WORK INSTRUCTION 1: According to the NASDAQ 100 commentary, why should a trader who decides to enter the market now keep only a very small position?
WORK INSTRUCTION 2: In the NASDAQ 100 commentary, alter the part that opens with the words "I think we have" and closes with "we do stabilize.", replacing "swimming against the tide" with "fighting the prevailing trend".

EXCERPTED PASSAGE:

The NASDAQ 100 rallied rather significantly on Monday, giving traders hope that we were going to break out. We reached as high as the 14,600 level before selling off, which happened as the FOMC reiterated its decision that it is going to continue to tighten monetary policy. The monetary policy tightening puts a lot of downward pressure on the high-flying tech stocks, which make up the majority of what we will see move this market.
The shape of the candlestick is certainly nothing to get excited about, but we have not broken down below the hammer from the Monday session, which is the last bastion of support. If we break down below there, I will be buying puts, because if we do break down rather drastically, it is possible that the market will get a certain amount of support in the form of jawboning, but whether or not they do something is completely different.
I think we have not had the “final plunge” that might be necessary for capitulation. Because of this, I think it is only a matter of time before the market sees this, and perhaps people will start coming in on value, but it will be very noisy in general and therefore very dangerous. If you do decide to dip your toe into the water, you need to keep a very small position going, because you are most certainly swimming against the tide. You will probably have plenty of time to get involved to the upside even if we do stabilize.
As we closed, we did see a little bit of “potential bottom picking”, but that is a dangerous way to trade. I think we will continue to see a lot of back and forth, so time is one thing you probably have working for you. Because of this, the market is going to continue to see chop and perhaps some type of consolidation that you can believe in. However, we do not have that quite yet, so you need to be very patient. Longer term, we will eventually see buyers, but at this point this is still very much a bear market that is getting absolutely hammered and will probably continue to do so.

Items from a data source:
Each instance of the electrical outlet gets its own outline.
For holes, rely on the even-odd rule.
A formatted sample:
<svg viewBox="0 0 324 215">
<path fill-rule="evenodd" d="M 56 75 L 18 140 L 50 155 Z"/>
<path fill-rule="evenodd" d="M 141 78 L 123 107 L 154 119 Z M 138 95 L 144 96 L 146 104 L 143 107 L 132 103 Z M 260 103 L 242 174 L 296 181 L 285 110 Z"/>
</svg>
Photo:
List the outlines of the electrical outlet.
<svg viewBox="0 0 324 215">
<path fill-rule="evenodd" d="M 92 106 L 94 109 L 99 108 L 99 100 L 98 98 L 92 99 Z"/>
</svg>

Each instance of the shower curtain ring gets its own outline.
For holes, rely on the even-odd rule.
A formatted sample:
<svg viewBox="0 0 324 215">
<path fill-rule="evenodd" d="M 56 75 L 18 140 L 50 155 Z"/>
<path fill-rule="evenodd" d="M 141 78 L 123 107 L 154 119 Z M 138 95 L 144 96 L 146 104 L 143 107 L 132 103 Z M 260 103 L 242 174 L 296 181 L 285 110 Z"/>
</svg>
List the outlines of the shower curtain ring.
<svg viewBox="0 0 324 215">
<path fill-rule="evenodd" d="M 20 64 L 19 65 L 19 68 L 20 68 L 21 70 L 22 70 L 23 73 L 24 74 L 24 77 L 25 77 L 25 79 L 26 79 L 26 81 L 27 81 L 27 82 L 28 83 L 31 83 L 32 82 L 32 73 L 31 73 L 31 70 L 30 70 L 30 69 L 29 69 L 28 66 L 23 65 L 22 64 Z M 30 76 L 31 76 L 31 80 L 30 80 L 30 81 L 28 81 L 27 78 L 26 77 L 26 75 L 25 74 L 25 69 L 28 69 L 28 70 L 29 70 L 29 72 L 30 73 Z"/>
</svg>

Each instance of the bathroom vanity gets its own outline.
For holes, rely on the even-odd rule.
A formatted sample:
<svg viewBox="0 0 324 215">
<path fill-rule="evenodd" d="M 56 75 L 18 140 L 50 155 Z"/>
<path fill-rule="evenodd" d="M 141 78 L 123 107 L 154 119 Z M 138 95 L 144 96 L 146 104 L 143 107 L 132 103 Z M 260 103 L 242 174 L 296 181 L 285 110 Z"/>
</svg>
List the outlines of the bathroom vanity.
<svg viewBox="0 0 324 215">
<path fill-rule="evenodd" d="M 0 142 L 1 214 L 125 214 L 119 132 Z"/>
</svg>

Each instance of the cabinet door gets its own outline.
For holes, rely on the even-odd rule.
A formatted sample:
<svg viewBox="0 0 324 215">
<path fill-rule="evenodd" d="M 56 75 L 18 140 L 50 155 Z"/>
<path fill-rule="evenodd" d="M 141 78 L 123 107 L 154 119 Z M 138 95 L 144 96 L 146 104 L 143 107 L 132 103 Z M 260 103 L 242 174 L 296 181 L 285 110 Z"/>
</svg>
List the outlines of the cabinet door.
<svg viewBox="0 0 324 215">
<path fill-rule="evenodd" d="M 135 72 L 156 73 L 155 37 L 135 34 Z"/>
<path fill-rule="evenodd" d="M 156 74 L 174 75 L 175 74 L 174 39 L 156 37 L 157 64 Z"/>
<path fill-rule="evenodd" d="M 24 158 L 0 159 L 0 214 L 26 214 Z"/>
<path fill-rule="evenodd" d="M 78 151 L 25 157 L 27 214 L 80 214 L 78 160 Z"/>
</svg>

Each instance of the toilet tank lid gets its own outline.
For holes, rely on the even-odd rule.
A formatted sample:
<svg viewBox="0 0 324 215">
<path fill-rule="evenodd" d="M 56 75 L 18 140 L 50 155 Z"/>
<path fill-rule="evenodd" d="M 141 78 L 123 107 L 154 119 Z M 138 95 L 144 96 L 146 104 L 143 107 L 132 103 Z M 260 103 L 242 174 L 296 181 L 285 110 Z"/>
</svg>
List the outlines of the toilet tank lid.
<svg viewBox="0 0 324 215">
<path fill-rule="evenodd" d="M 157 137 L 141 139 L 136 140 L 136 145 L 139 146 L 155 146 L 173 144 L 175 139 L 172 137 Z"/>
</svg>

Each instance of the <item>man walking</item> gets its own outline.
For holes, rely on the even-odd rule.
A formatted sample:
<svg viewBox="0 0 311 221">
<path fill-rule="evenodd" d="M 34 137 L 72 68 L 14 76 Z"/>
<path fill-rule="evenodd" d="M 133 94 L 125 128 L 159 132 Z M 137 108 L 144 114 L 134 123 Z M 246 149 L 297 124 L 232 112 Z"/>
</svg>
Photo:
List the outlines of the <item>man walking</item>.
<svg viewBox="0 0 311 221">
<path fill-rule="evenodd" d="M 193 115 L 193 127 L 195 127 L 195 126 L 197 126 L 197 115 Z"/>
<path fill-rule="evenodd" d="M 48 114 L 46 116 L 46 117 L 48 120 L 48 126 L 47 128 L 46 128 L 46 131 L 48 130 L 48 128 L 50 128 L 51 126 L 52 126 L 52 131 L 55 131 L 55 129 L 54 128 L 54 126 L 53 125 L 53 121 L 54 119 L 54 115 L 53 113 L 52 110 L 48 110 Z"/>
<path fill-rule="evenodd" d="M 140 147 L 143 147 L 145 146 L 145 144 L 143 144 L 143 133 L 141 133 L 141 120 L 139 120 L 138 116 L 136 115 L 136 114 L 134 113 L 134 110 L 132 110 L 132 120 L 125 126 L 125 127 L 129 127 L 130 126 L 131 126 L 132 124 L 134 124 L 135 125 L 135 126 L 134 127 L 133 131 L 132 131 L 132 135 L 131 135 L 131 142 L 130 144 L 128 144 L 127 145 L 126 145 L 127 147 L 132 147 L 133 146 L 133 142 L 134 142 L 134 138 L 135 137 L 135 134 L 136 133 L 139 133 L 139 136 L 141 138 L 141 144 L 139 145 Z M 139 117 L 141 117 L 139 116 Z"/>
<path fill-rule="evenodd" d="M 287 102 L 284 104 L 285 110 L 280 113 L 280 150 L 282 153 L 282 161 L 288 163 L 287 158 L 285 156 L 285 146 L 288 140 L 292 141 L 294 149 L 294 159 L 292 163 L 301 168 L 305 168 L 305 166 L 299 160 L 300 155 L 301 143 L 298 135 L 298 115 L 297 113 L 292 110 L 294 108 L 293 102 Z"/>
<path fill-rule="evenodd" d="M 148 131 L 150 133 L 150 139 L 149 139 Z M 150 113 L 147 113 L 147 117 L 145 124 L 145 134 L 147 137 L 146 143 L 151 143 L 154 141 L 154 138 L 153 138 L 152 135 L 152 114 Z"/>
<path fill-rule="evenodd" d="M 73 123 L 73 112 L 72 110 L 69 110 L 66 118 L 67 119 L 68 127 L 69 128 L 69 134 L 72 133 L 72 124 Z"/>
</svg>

EXERCISE OUTPUT 1: A trader entering now would be swimming against the tide, in a market the commentary expects to be very noisy and therefore very dangerous.

EXERCISE OUTPUT 2:
I think we have not had the “final plunge” that might be necessary for capitulation. Because of this, I think it is only a matter of time before the market sees this, and perhaps people will start coming in on value, but it will be very noisy in general and therefore very dangerous. If you do decide to dip your toe into the water, you need to keep a very small position going, because you are most certainly fighting the prevailing trend. You will probably have plenty of time to get involved to the upside even if we do stabilize.